* Document segment:
━━━━━━
Although it is possible that there are important systematic differences between users with matchable and unmatchable records, we tested for some such differences and found little evidence to support this idea. Figure 3 shows that there is a good fit between the turnout rate of matched Facebook users and the overall turnout rate of each state. This positive relationship suggests that the matching procedure is producing reliable estimates of turnout for matched users at an aggregate level. However, the relationship is not perfect for at least two reasons. First, Facebook users within a given state are not necessarily a representative sample of that state's registered population. For example, we know that the age distribution of Facebook users skews toward younger people. Second, matched users are not necessarily representative of all Facebook users, including those who could not be matched. For example, people who use exotic nicknames may have personality traits that also affect their willingness to vote. Thus, while the good aggregate level fit is suggestive, we should be cautious when describing our results to explain the limitations of out-of-sample inferences that might be made using the matched data.

Figure 3. The proportion of matched users who turned out to vote compared to the overall turnout rate by state.

Figure 3

Note that the abbreviation for Kansas is repositioned slightly so that it does not overlap with the abbreviation for Florida. The results show that the Yahtzee procedure produces about the same overall turnout rate for each state as that shown in the official voter record.

About one in three Facebook users were successfully matched to their state's voter records using the Yahtzee process. Although the match rate for this study is lower than the match rates in other studies that match individuals to public voting records (which typically atain match rates about 50%), this may be due to the demographic composition of Facebook. In Figure 4 we show how the probability of matching varies by age. There is a positive relationship between age and the probability of matching the voting record through approximately age 80 (as seen by the positive slope of the triangles). While there is a drop off in the probability of obtaining matches for users over the age of 80, it is important to note that there are very few Facebook users in this age group (as seen by the left skew of the diamonds). Younger users are also more difficult to match, likely because fewer of them are registered, and even those who are registered may be accessing Facebook from an out-of-state college. Older Facebook users are easier to match, but there are fewer of them.

Figure 4. The proportion of Facebook users that were matched to the validated voting record by age and each age group's proportion of the largest age group (those 20 years of age at the time of the election).

Figure 4

This figure helps to explain why match rates are lower for Facebook users who tend to be younger and more difficult to match than the average registered voter.

Because we know that the matched sample is not representative of the overall population by age, we assessed the turnout rate of the matched Facebook user sample as it compared to the turnout rate of each state by age. Figure 5 shows that the turnout rate goes up among older users and declines with advanced age in both the matched sample and the voter records for each state. These results suggest that the matching procedure correctly identifies voters and abstainers and that once we control for the skew in the age distribution of the matched sample, the voting behavior of Facebook users is not very different from that of the population overall.
━━━━━━
* Dataset:
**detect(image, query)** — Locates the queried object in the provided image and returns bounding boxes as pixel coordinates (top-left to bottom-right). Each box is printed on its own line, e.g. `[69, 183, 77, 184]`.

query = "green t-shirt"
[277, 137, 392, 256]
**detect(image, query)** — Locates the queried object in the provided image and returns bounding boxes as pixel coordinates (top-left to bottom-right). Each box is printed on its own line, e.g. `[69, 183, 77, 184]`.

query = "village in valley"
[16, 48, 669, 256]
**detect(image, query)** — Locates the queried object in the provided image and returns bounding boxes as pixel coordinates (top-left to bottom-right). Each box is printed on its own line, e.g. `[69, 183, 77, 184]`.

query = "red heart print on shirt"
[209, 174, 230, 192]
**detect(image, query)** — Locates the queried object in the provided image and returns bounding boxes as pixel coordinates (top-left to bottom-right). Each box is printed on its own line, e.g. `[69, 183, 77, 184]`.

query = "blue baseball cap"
━━━━━━
* Short problem 1: Repeat the voter-matching passage starting with "Figure 4. The" and going on through "average registered voter.".
* Short problem 2:
Answer these questions about the voter-matching passage:
(a) About what share of Facebook users were matched to voter records by the Yahtzee process?
(b) Which state's abbreviation was moved slightly in Figure 3 so it would not overlap another?
(c) At what age was the largest age group in Figure 4 at the time of the election?
The rows have nothing to do with the voter-matching passage.

* Written answer 1:
Figure 4. The proportion of Facebook users that were matched to the validated voting record by age and each age group's proportion of the largest age group (those 20 years of age at the time of the election).

Figure 4

This figure helps to explain why match rates are lower for Facebook users who tend to be younger and more difficult to match than the average registered voter.

* Written answer 2:
(a) About one in three.
(b) Kansas.
(c) 20 years of age.